> [Goal of the exercise] Take the records underneath and set them down exactly.

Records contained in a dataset

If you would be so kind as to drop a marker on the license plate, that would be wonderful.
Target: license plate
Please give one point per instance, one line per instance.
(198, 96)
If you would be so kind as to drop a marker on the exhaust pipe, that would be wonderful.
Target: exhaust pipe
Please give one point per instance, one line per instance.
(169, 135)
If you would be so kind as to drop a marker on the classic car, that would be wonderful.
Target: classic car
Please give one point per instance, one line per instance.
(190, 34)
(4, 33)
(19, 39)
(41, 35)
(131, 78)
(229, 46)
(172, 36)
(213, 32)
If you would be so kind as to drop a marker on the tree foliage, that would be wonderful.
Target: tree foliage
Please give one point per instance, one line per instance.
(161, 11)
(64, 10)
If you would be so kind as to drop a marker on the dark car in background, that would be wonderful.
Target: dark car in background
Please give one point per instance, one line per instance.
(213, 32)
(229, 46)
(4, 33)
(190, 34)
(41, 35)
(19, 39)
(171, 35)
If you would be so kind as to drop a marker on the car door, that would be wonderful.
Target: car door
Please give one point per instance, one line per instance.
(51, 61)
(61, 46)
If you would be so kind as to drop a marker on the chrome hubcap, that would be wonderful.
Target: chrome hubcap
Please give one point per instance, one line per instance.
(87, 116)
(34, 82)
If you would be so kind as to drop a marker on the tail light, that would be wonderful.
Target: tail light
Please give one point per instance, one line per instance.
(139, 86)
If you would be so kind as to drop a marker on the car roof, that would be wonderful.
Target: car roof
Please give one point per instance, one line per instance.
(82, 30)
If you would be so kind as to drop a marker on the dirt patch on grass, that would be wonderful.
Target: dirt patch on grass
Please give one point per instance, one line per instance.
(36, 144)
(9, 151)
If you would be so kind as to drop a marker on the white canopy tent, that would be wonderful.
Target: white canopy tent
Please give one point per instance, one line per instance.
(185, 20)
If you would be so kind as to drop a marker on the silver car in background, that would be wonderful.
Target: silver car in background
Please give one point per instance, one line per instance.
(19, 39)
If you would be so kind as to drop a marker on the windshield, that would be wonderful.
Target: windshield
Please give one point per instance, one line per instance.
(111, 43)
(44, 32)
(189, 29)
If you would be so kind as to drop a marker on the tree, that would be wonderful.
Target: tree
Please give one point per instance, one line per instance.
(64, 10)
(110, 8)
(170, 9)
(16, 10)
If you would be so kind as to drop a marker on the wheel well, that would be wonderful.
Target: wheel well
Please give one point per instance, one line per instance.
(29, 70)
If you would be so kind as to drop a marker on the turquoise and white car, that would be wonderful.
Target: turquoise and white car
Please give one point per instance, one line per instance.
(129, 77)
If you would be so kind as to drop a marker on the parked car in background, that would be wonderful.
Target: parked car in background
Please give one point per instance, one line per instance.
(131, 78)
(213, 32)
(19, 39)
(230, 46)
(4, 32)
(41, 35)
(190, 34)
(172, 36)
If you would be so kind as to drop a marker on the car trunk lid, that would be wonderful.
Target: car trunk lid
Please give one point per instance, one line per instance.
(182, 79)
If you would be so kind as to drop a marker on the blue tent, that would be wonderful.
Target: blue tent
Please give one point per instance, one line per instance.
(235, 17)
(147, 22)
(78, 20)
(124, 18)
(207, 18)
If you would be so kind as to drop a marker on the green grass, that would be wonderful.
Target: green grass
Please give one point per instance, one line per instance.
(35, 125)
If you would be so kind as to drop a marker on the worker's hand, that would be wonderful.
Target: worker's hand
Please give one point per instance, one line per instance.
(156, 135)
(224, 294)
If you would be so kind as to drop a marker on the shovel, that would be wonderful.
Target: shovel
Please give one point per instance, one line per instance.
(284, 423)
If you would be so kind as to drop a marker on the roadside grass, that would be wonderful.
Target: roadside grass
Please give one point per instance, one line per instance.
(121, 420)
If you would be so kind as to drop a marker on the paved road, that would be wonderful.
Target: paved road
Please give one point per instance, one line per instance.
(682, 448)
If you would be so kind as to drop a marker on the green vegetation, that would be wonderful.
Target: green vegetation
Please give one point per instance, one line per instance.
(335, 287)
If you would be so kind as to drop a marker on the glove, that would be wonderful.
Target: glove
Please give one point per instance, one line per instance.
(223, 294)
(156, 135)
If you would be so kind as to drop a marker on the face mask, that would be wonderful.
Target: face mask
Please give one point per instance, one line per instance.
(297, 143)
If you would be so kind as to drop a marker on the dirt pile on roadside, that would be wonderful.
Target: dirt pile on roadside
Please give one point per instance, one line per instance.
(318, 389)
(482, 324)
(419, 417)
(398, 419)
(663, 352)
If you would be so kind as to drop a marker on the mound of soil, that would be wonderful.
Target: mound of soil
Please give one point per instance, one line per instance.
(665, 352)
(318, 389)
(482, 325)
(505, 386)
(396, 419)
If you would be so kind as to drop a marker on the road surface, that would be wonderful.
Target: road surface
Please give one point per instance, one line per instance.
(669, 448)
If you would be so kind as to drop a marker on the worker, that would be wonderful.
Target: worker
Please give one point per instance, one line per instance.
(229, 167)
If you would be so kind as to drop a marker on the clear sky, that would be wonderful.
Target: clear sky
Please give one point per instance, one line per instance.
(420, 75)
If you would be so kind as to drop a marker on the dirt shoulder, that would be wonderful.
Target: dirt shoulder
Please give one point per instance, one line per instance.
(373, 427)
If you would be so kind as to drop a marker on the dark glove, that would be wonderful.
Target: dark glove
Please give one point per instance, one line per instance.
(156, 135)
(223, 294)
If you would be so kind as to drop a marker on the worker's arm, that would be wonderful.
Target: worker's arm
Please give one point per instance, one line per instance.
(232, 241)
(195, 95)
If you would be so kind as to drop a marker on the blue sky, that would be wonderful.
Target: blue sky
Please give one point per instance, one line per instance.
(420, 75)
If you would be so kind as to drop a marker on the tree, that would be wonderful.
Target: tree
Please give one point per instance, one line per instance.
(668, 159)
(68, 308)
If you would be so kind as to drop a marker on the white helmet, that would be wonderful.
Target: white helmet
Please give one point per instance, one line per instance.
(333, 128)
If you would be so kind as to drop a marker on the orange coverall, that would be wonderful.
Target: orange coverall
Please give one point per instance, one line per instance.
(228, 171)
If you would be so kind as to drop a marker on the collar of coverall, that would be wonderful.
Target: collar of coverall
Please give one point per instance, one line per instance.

> [Full answer]
If you would be so kind as to drop a marker on the license plate, that would be wonderful.
Target: license plate
Please give one point per instance, one line per instance.
(198, 96)
If you would be so kind as to drop a marker on the exhaust pipe, that would be wonderful.
Target: exhaust pipe
Please give one point per instance, one line per instance.
(169, 135)
If you would be so kind as to drop a marker on the classic car, that would be wonderful.
Target: classic car
Please give one point per instance, one line per instance.
(190, 34)
(4, 33)
(19, 39)
(41, 35)
(131, 78)
(229, 46)
(172, 36)
(213, 32)
If you would be so kind as to drop a marker on the tree foliage, that would be wonderful.
Target: tree foliage
Please give one point per instance, one line per instance.
(161, 11)
(64, 10)
If you would be so kind as to drop a marker on the dark car in background, that would be wonderful.
Target: dark car in background
Please give one point per instance, one line per instance.
(213, 32)
(229, 46)
(4, 33)
(190, 34)
(41, 35)
(19, 39)
(171, 35)
If you would be so kind as to drop a marker on the car door, that would be wonderful.
Target: car door
Please give one point per instance, one line per instance.
(51, 61)
(61, 46)
If you would be so kind as to drop a marker on the chrome hubcap, that would be wonderful.
Target: chrome hubcap
Please give one point per instance, one line per instance.
(87, 116)
(34, 82)
If you would be so kind as to drop a marker on the tail light, that would be wonderful.
Target: tail light
Please give one point per instance, one line per instance.
(139, 86)
If you would be so kind as to drop a marker on the car roof, that would be wonderful.
Target: car roof
Please give one point per instance, one line per instance.
(82, 30)
If you would be so kind as to drop a marker on the dirt patch on grass, that would be wonderful.
Target: dirt patch on grass
Please give one point per instance, one line per instance.
(36, 144)
(9, 151)
If you would be so kind as to drop a marker on the white canopy tent, that would be wonderful.
Target: white canopy tent
Please give one point per instance, one line per instance.
(185, 20)
If you would be so kind as to drop a marker on the silver car in background, that would be wonderful.
Target: silver car in background
Please give one point per instance, one line per instance.
(19, 39)
If you would be so kind as to drop a marker on the windshield, that would be wonderful.
Target: windshield
Please give one point per instance, one line per instance.
(111, 43)
(44, 32)
(189, 29)
If you would be so kind as to drop a marker on the tree, that would be wonderful.
Target: tree
Please give one point per instance, one line per instance.
(64, 10)
(110, 8)
(170, 9)
(16, 10)
If you would be so kind as to drop a marker on the wheel well, that would be wonderful.
Target: wheel well
Please give one point per instance, one line per instance.
(29, 70)
If you would be so kind as to drop a marker on the turquoise and white car, that would be wonderful.
Target: turquoise and white car
Please give one point per instance, one line per instance.
(129, 77)
If you would be so kind as to drop a marker on the parked car in background, that would be wonderful.
Target: parked car in background
Please give one point per instance, one line per instance.
(131, 78)
(213, 32)
(19, 39)
(230, 46)
(4, 32)
(41, 35)
(190, 34)
(172, 36)
If you would be so kind as to drop a marker on the car trunk lid, that would be wonderful.
Target: car trunk lid
Please give one point per instance, one line per instance.
(182, 79)
If you would be so kind as to drop a marker on the blue tent, that would be wonderful.
Target: blue tent
Please give one point per instance, one line per instance.
(235, 17)
(147, 22)
(78, 20)
(124, 18)
(207, 18)
If you would be so kind as to drop a marker on the green grass, that would be wonderful.
Target: green grass
Please give one point per instance, one line per instance.
(35, 125)
If you would be so kind as to drop a marker on the worker's hand, that would be wonderful.
Target: worker's hand
Please give one point per instance, one line per instance.
(156, 135)
(224, 294)
If you would be so kind as to drop a marker on the shovel, that would be wonderful.
Target: shovel
Please give one point per instance, one line per instance.
(284, 423)
If you would be so kind as to drop a marker on the roadside grass, that would be wonderful.
Target: roadside grass
Please give one point per instance, one line per instance.
(121, 420)
If you would be so kind as to drop a marker on the paved road, that would be wonderful.
Target: paved road
Please give one point per instance, one line per instance.
(682, 448)
If you would be so kind as to drop a marker on the green vegetation, that would be wonderful.
Target: green vegetation
Please give one point per instance, one line per instance.
(335, 287)
If you would be so kind as to drop a marker on the glove, that would be wonderful.
Target: glove
Please give one point per instance, one line per instance.
(223, 294)
(156, 135)
If you would be so kind as to drop a marker on the face mask, that would be wonderful.
Target: face mask
Please give one point per instance, one line per instance.
(297, 143)
If you would be so kind as to drop a marker on the dirt pile on roadside, that would be wonderful.
Target: dirt pile on roadside
Please give one point per instance, one line per instance.
(318, 389)
(482, 324)
(419, 417)
(398, 419)
(663, 352)
If you would be so kind as to drop a marker on the mound of soil, that would be wonderful.
Target: mound of soil
Please give one point per instance, one line per instance.
(665, 352)
(318, 389)
(482, 325)
(505, 386)
(396, 419)
If you would be so kind as to drop a marker on the road surface, that would be wonderful.
Target: road surface
Please give one point per instance, one line per instance.
(669, 448)
If you would be so kind as to drop a marker on the worker, that would be wonderful.
Target: worker
Please give one point per instance, one line per instance.
(229, 167)
If you would be so kind as to drop a marker on the clear sky, that would be wonderful.
Target: clear sky
Please give one point per instance, one line per instance.
(420, 75)
If you would be so kind as to drop a marker on the dirt shoulder, that would be wonderful.
Target: dirt shoulder
Please give one point per instance, one line per instance.
(373, 427)
If you would be so kind as to drop a marker on the dark glove, that would be wonderful.
Target: dark glove
Please give one point per instance, one line per instance.
(156, 135)
(223, 294)
If you would be so kind as to drop a marker on the worker's arm, that would be wonderful.
Target: worker's arm
Please give one point per instance, one line per instance.
(232, 241)
(195, 95)
If you would be so kind as to drop a marker on the blue sky, that would be wonderful.
Target: blue sky
Please give one point per instance, one line per instance.
(420, 75)
If you would be so kind as to drop a marker on the tree, that would be wonderful.
Target: tree
Please give one point per instance, one line per instance.
(668, 159)
(68, 308)
If you would be so kind as to drop a marker on the white helmet, that would be wonderful.
Target: white helmet
Please give one point per instance, one line per instance.
(333, 128)
If you would be so kind as to drop a marker on the orange coverall, that would be wonderful.
Target: orange coverall
Please give one point per instance, one line per instance.
(228, 171)
If you would be so kind as to drop a marker on the collar of coverall, that would be wonderful.
Target: collar of coverall
Please give one point per instance, one line per instance.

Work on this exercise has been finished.